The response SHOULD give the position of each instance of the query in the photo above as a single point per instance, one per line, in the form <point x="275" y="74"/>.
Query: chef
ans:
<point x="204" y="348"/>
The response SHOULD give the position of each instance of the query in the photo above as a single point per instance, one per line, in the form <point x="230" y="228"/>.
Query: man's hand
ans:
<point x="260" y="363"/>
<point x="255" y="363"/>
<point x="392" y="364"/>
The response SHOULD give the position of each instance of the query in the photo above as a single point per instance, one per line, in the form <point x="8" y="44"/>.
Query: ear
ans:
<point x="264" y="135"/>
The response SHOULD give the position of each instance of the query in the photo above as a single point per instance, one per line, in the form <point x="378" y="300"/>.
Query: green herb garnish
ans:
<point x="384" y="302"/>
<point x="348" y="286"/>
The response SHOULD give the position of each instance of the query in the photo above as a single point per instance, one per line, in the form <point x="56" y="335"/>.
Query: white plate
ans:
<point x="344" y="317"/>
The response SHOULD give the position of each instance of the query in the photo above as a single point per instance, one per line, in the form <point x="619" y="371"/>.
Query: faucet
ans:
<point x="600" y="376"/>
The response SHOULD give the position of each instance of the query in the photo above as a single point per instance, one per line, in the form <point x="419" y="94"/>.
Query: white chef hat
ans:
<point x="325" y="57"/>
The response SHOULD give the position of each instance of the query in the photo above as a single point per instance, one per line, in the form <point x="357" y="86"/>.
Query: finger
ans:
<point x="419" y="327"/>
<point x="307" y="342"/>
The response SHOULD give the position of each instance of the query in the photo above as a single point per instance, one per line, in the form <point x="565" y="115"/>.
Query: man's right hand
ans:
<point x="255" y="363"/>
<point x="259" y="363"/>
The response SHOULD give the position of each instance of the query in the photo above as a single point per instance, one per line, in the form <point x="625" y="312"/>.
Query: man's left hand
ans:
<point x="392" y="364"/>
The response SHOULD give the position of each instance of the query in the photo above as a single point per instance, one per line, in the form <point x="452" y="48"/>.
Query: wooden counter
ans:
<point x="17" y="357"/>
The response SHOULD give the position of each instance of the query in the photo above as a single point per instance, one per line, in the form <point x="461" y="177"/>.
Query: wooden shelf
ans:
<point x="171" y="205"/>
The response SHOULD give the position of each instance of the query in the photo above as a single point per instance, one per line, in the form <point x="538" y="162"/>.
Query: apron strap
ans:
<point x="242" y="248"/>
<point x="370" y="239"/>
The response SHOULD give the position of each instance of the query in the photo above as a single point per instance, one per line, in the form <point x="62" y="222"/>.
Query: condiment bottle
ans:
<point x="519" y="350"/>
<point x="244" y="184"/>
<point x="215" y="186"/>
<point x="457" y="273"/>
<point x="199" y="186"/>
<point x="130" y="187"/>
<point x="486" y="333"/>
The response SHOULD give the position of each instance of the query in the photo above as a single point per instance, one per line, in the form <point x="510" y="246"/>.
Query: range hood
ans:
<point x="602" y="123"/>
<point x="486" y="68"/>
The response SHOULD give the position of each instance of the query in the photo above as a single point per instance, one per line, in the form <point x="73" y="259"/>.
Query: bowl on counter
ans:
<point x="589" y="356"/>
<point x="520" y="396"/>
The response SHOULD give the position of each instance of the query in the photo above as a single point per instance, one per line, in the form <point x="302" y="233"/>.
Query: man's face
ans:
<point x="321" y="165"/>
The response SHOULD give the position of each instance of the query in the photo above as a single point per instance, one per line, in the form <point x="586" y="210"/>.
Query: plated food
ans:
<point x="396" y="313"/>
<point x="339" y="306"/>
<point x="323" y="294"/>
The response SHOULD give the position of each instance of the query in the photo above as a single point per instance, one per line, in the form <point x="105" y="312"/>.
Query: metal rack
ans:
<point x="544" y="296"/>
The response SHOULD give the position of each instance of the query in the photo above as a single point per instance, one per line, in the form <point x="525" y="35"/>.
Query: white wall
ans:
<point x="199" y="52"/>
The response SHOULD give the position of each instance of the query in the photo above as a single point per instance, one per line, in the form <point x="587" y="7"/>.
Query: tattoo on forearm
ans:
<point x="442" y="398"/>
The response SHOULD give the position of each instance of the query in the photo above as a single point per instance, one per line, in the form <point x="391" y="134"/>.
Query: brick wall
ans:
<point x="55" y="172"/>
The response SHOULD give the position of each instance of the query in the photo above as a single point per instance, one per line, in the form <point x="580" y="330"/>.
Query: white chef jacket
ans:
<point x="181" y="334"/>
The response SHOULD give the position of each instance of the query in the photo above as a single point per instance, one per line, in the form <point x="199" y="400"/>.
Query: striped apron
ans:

### Request
Produce an exact copy of all the records.

### Response
The response SHOULD give the position of each instance of the query in the photo above as a single point per instance, one per line, in the form <point x="275" y="74"/>.
Query: chef
ans:
<point x="204" y="348"/>
The response SHOULD give the position of each instance of the query in the photo above as a single point per instance, one per line, in the form <point x="230" y="228"/>.
Query: man's hand
ans:
<point x="260" y="363"/>
<point x="255" y="363"/>
<point x="392" y="364"/>
The response SHOULD give the position of each instance of the query in the photo above as a single point per instance, one per line, in the form <point x="8" y="44"/>.
Query: ear
ans:
<point x="264" y="135"/>
The response SHOULD give the position of each instance of the query in the photo above as a single point per instance, one per line, in the form <point x="378" y="300"/>.
Query: green herb garnish
ans:
<point x="384" y="302"/>
<point x="348" y="286"/>
The response SHOULD give the position of each instance of the query in the photo above as a single point per instance, one per line, in the form <point x="56" y="335"/>.
Query: white plate
ans:
<point x="344" y="317"/>
The response SHOULD give the position of each instance of the query in the photo above as a single point per instance, one per line, in the form <point x="619" y="371"/>.
Query: faucet
ans:
<point x="600" y="376"/>
The response SHOULD give the position of each instance of the query in the photo above as a single point per instance, one per line, in the form <point x="419" y="94"/>.
Query: white chef hat
ans:
<point x="325" y="57"/>
The response SHOULD give the position of each instance of the query in the photo above as a single point per instance, one per line, in the form <point x="357" y="86"/>.
Query: finger
ans:
<point x="419" y="327"/>
<point x="307" y="342"/>
The response SHOULD give the position of each instance of the query in the photo above as a single point per instance, one per line, in the form <point x="565" y="115"/>.
Query: man's right hand
ans:
<point x="255" y="363"/>
<point x="259" y="363"/>
The response SHOULD give the position of each instance of the query in the photo above as a single point per instance, one per line, in the form <point x="625" y="312"/>.
Query: man's left hand
ans:
<point x="392" y="364"/>
The response SHOULD give the position of each instance of the query in the photo above as a single point per instance, one per line, in the form <point x="452" y="48"/>.
Query: wooden counter
ans:
<point x="17" y="357"/>
The response SHOULD give the position of each instance of the query in the photo above as a single point per instance, one per line, in the form <point x="461" y="177"/>.
Query: wooden shelf
ans:
<point x="171" y="205"/>
The response SHOULD give the position of each instance of the query in the photo above as a single point per instance, one per line, in the form <point x="538" y="162"/>.
Query: apron strap
ans:
<point x="242" y="248"/>
<point x="370" y="239"/>
The response SHOULD give the position of each instance of the query in the photo above as a single point per instance, one per line, in the form <point x="62" y="222"/>.
Query: condiment bottle
ans:
<point x="519" y="350"/>
<point x="244" y="184"/>
<point x="215" y="186"/>
<point x="457" y="273"/>
<point x="199" y="186"/>
<point x="130" y="187"/>
<point x="486" y="333"/>
The response SHOULD give the position of each instance of the query in the photo above as a single point per instance, one per line, in the form <point x="510" y="246"/>.
Query: range hood
ans:
<point x="602" y="123"/>
<point x="486" y="68"/>
The response SHOULD give the position of each instance of the query in the photo above as a single point per instance, one per line, in the form <point x="73" y="259"/>.
Query: bowl on counter
ans:
<point x="589" y="356"/>
<point x="520" y="396"/>
The response SHOULD give the position of each instance of the query in the photo above as a single point per instance, one per line, in the form <point x="302" y="233"/>.
Query: man's face
ans:
<point x="321" y="165"/>
The response SHOULD give the position of each instance of the query in the photo above as a single point per instance, one per line, in the form <point x="586" y="210"/>.
Query: plated food
ans:
<point x="396" y="313"/>
<point x="339" y="306"/>
<point x="323" y="294"/>
The response SHOULD give the position of each instance of the query in the photo above as a single point per instance, one per line, in the form <point x="105" y="312"/>.
Query: metal rack
ans:
<point x="544" y="296"/>
The response SHOULD give the position of each instance of the query in the photo above as a single point per instance, one per line, in the form <point x="525" y="35"/>.
Query: white wall
ans:
<point x="199" y="52"/>
The response SHOULD give the position of each instance of the query in the photo above as a single point per instance, one per line, in the form <point x="587" y="7"/>.
Query: tattoo on forearm
ans:
<point x="442" y="398"/>
The response SHOULD give the position of each instance of the query in the photo above as a single point per instance, one per line, in the form <point x="391" y="134"/>.
Query: brick wall
ans:
<point x="55" y="172"/>
The response SHOULD give the position of each instance of the query in the photo above as a single point per instance, one per line, in the form <point x="580" y="330"/>.
Query: white chef jacket
ans:
<point x="181" y="334"/>
The response SHOULD give the position of each instance of the query in the photo above as a single point per instance, one per line, in the form <point x="199" y="400"/>.
Query: striped apron
ans:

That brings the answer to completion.